Task objective: Copy nothing before the line containing "man's neck, formatted". Reproduce that line and all that follow, exactly, through the end of the records.

[Task inputs — start]

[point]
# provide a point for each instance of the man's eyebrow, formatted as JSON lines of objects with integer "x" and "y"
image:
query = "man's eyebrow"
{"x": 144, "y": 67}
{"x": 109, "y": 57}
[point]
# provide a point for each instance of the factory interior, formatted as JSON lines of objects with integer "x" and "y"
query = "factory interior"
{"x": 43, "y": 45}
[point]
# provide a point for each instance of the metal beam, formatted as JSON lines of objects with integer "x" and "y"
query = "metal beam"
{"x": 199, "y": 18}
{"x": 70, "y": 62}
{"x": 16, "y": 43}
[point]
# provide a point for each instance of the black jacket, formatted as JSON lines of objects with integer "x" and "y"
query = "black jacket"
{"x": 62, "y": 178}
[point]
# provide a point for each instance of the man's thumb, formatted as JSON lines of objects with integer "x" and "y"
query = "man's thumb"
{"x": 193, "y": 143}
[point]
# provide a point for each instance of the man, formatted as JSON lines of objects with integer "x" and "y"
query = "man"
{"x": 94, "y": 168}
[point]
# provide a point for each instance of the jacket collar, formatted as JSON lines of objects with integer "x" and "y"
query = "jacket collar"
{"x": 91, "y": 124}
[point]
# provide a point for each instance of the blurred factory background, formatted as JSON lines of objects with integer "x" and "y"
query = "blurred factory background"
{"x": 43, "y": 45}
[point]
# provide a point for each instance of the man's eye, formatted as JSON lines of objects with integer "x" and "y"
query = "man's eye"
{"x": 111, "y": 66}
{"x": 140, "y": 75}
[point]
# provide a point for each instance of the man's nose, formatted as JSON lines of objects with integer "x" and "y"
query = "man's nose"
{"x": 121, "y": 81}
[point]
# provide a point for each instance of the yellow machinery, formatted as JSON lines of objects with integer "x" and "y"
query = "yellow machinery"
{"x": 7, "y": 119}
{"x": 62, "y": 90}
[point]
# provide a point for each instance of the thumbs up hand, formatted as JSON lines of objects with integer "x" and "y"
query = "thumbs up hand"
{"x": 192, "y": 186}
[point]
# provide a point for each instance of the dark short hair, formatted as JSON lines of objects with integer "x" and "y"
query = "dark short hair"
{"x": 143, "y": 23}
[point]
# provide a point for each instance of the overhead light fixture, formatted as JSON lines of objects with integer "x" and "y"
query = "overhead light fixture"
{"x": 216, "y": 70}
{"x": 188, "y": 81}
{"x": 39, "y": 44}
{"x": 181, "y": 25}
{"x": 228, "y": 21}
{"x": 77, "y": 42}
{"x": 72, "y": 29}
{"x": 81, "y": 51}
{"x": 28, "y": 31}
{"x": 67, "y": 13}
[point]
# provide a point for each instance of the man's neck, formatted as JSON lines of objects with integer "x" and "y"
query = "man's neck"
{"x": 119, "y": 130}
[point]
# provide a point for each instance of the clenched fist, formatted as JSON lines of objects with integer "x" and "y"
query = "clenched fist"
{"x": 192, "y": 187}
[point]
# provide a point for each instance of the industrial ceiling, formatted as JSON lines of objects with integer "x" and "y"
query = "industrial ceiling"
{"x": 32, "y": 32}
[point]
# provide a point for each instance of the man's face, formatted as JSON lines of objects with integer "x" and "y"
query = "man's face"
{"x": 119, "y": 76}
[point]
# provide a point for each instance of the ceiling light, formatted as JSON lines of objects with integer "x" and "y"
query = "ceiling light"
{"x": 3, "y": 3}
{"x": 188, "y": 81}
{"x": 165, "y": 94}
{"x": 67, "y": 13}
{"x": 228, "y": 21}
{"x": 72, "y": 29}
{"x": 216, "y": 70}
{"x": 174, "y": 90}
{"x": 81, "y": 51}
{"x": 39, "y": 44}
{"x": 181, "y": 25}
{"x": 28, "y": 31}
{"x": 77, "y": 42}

[Task inputs — finish]

Finished exercise:
# provide a point for each instance of the man's neck, formatted as JSON lines of objects with integer "x" and "y"
query = "man's neck"
{"x": 119, "y": 130}
[point]
# provide a point for each instance of the clenched fist, formatted as JSON lines of objects with integer "x" and "y"
query = "clenched fist"
{"x": 192, "y": 187}
[point]
# provide a point for each instance of the industrial ceiling, formatted as JSON lines of objects with integer "x" and "y"
query = "industrial ceiling"
{"x": 32, "y": 32}
[point]
# provide a point for each instance of the man's face, formatted as JSON lines of objects with integer "x" and "y"
query = "man's face"
{"x": 119, "y": 76}
[point]
# provide a point for each instance of the ceiling light, formatted as JSON lines of objects with integer "x" and "y"
query = "ceiling light"
{"x": 3, "y": 3}
{"x": 188, "y": 81}
{"x": 165, "y": 94}
{"x": 67, "y": 13}
{"x": 228, "y": 21}
{"x": 72, "y": 29}
{"x": 216, "y": 70}
{"x": 174, "y": 90}
{"x": 81, "y": 51}
{"x": 39, "y": 44}
{"x": 181, "y": 25}
{"x": 28, "y": 31}
{"x": 77, "y": 42}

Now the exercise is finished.